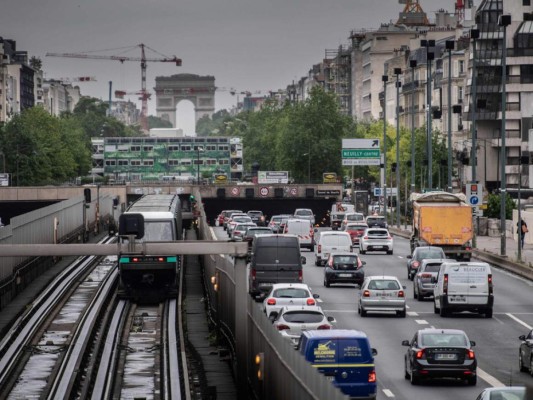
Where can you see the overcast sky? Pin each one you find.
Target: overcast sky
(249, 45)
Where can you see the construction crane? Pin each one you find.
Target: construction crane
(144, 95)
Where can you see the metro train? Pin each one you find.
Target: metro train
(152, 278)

_ _ _ _ _

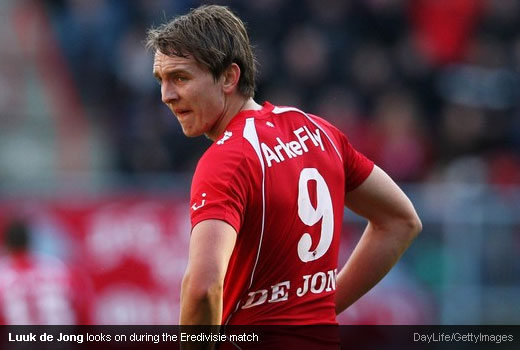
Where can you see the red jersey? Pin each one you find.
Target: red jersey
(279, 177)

_ _ _ _ _

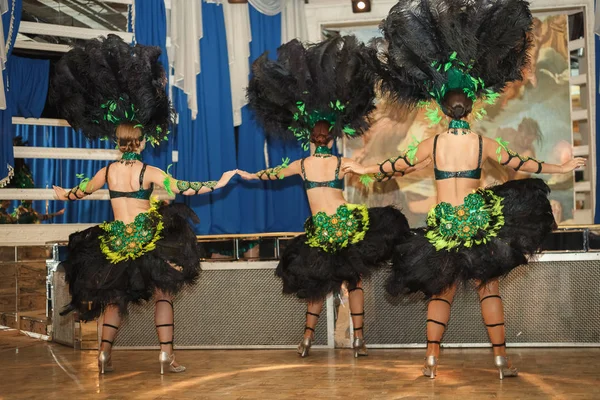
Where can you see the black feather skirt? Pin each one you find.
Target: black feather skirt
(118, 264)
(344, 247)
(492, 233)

_ _ _ _ _

§ EXERCISE
Return every line from the entries above that includes the word "each".

§ RESPONSE AREA
Where can you see the overcast sky? Pin each one you find.
Where can you see the construction crane? Pin each one you find.
Where can you see the metro train? Pin each one you find.
Where can you see the red jersey? Pin each one you find.
Where can you see the black feather skirt? Pin each one you find.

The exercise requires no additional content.